=== Instruction ===
Shift every coordinate in the answers up by 116. Rewrite the lines from the start of the items through the line containing "[[[86,16],[71,16],[73,19],[81,19],[81,18],[86,18]]]", requests included.
>> Begin Given information
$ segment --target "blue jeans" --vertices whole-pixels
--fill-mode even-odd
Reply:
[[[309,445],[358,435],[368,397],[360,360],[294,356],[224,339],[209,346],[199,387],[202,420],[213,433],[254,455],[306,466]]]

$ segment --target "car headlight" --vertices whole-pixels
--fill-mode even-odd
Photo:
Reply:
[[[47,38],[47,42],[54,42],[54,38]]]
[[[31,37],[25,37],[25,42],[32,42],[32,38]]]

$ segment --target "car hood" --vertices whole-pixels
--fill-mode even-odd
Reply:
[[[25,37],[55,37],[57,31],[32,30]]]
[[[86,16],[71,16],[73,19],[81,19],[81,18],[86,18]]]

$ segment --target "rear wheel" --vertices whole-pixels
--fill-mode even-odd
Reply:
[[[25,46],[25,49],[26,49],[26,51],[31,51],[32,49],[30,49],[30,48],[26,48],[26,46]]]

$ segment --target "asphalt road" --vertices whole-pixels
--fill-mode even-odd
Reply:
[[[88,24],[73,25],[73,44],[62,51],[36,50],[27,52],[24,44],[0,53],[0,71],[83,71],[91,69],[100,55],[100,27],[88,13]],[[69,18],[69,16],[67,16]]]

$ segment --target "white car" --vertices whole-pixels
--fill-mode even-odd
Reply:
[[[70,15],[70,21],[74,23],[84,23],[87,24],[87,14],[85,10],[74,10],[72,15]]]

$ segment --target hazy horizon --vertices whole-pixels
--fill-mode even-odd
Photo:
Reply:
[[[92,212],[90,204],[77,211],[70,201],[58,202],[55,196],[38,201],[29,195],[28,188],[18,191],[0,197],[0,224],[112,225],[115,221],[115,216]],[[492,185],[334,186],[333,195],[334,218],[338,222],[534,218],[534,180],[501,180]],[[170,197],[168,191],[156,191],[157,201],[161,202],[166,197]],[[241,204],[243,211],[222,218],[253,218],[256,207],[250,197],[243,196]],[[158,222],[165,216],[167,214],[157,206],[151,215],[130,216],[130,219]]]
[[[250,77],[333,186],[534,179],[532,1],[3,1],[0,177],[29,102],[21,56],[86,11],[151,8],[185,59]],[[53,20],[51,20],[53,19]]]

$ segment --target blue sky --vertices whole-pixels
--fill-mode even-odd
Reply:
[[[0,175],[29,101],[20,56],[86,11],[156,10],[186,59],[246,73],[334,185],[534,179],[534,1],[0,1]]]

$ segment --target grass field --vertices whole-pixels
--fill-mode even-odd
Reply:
>> End Given information
=== Completed exercise ===
$ segment --target "blue jeans" --vertices whole-pixels
--fill-mode even-odd
Reply:
[[[425,561],[474,551],[484,513],[476,476],[410,472],[340,455],[325,462],[315,503],[318,536],[329,549],[370,571],[422,582]]]

$ segment --target "car headlight" --vertices whole-pixels
--fill-mode even-odd
Photo:
Reply:
[[[163,154],[163,158],[170,158],[170,154]]]
[[[147,153],[141,153],[141,158],[148,158],[148,154]]]

$ segment --target "car hood" --vertices whole-pixels
--fill-mode even-odd
Reply:
[[[141,153],[171,153],[173,147],[148,146]]]
[[[202,132],[187,132],[189,135],[197,135],[197,134],[202,134]]]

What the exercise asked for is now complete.